Entries taken from a collection:
________________
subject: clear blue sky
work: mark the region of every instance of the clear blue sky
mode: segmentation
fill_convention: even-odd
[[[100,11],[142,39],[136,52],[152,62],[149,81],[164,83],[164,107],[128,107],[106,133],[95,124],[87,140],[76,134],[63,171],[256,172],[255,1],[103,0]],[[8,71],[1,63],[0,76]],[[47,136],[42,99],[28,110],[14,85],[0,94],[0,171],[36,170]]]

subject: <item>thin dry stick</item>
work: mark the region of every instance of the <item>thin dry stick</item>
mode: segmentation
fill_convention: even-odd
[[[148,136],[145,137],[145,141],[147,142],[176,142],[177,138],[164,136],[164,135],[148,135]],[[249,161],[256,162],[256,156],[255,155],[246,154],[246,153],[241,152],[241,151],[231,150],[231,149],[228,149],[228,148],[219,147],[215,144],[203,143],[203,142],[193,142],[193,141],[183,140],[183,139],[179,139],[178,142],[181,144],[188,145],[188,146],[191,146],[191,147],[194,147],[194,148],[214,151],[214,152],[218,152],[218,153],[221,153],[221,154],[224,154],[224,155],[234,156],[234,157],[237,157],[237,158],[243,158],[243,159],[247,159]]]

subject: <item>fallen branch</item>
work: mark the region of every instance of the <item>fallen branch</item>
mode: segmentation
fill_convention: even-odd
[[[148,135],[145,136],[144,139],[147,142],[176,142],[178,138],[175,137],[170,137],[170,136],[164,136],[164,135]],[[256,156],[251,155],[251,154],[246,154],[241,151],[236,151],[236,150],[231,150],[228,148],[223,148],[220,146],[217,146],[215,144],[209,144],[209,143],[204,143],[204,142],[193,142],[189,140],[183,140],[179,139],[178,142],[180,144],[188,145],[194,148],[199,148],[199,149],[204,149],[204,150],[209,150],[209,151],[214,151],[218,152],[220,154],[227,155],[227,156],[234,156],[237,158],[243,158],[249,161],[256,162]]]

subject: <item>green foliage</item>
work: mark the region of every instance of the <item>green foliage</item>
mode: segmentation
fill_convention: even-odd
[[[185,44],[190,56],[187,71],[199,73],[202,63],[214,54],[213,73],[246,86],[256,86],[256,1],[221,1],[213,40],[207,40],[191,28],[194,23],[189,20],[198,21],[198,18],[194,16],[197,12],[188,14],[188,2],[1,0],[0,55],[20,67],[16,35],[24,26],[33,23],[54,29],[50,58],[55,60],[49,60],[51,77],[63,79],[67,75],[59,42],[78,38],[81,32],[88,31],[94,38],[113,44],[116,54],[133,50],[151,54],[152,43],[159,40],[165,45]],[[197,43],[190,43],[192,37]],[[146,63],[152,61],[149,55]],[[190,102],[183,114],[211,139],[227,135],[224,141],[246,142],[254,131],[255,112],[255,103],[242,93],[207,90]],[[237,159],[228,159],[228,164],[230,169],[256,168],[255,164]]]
________________
Problem
Please restate the records in full, word for word.

The output
subject: clear blue sky
work: mark the region of every instance of the clear blue sky
mode: segmentation
fill_convention: even-odd
[[[100,11],[142,39],[136,52],[152,62],[149,81],[164,83],[164,107],[128,107],[106,133],[95,124],[87,140],[76,134],[63,171],[256,172],[255,1],[103,0]],[[8,71],[1,63],[0,76]],[[47,136],[42,99],[28,110],[14,85],[0,94],[0,171],[36,170]]]

subject: <item>thin dry stick</item>
work: mark the region of every instance of the <item>thin dry stick</item>
mode: segmentation
fill_convention: even-odd
[[[148,136],[145,137],[145,141],[147,142],[176,142],[177,138],[164,136],[164,135],[148,135]],[[249,161],[256,162],[256,156],[255,155],[246,154],[246,153],[241,152],[241,151],[231,150],[231,149],[228,149],[228,148],[219,147],[215,144],[203,143],[203,142],[193,142],[193,141],[183,140],[183,139],[179,139],[178,142],[181,144],[188,145],[188,146],[191,146],[191,147],[194,147],[194,148],[214,151],[214,152],[218,152],[218,153],[221,153],[221,154],[224,154],[224,155],[234,156],[234,157],[237,157],[237,158],[243,158],[243,159],[247,159]]]

subject: <item>fallen branch</item>
work: mark the region of every instance of the <item>fallen branch</item>
mode: segmentation
fill_convention: even-odd
[[[148,135],[145,136],[144,139],[147,142],[176,142],[178,138],[175,137],[170,137],[170,136],[164,136],[164,135]],[[256,156],[251,155],[251,154],[246,154],[241,151],[236,151],[236,150],[231,150],[228,148],[223,148],[220,146],[217,146],[215,144],[209,144],[209,143],[204,143],[204,142],[193,142],[189,140],[183,140],[179,139],[178,142],[180,144],[188,145],[194,148],[199,148],[199,149],[204,149],[204,150],[209,150],[209,151],[214,151],[218,152],[220,154],[227,155],[227,156],[234,156],[237,158],[243,158],[249,161],[256,162]]]

subject: <item>green foliage</item>
work: mark the region of every instance of the <item>green foliage</item>
mode: segmentation
fill_convention: even-odd
[[[185,44],[190,56],[187,71],[199,73],[202,63],[214,54],[213,73],[246,86],[256,86],[256,1],[221,1],[213,40],[207,40],[191,28],[194,23],[189,20],[198,21],[198,18],[194,16],[197,12],[188,14],[188,2],[1,0],[0,55],[20,67],[16,35],[24,26],[33,23],[54,29],[50,58],[55,60],[49,60],[51,77],[63,79],[67,75],[59,42],[78,38],[81,32],[88,31],[94,38],[113,44],[116,54],[133,50],[151,54],[152,43],[159,40],[165,45]],[[197,43],[190,43],[192,37]],[[146,63],[152,61],[149,55]],[[190,102],[183,114],[211,139],[227,135],[224,141],[246,142],[254,131],[255,112],[255,103],[242,93],[207,90]],[[237,159],[228,159],[228,164],[230,169],[256,168],[255,164]]]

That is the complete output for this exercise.